(Saved data entries)
↓↓↓
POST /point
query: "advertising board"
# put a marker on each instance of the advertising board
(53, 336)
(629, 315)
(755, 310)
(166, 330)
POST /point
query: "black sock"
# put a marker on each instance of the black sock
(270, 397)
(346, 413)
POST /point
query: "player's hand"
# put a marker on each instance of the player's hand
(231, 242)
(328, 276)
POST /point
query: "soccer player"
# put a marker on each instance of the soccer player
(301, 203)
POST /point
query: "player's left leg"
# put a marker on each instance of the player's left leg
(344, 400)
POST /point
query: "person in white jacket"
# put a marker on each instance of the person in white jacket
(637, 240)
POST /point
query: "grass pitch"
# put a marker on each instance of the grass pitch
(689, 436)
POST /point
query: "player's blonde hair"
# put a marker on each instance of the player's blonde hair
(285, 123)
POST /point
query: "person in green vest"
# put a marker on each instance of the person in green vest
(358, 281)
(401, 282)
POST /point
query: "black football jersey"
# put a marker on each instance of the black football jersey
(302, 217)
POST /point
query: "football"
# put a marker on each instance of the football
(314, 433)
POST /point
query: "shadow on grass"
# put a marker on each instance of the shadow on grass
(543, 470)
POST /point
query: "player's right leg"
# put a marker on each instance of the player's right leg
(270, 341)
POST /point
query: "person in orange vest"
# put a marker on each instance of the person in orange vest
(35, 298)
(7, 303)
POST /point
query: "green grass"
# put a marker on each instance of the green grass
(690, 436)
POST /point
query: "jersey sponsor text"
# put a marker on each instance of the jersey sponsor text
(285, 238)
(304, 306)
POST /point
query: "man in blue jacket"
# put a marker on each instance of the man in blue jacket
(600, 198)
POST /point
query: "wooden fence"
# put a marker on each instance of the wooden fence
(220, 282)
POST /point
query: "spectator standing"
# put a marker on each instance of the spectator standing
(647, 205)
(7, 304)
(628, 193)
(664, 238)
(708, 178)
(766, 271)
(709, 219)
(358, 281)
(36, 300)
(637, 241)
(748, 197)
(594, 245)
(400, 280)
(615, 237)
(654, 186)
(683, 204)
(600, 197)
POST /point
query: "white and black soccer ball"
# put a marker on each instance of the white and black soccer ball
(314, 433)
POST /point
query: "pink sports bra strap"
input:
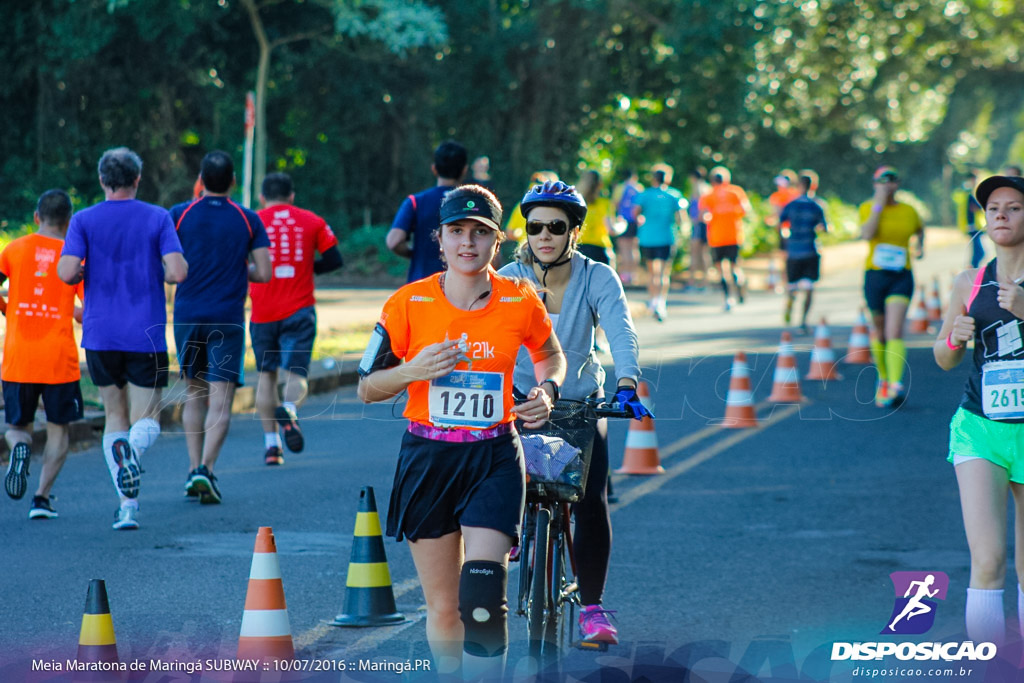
↑↑↑
REQUEST ▸ How many lines in the data above contain the string "advertising"? Case counts, so reply with the number only.

THE RESULT ▸ 2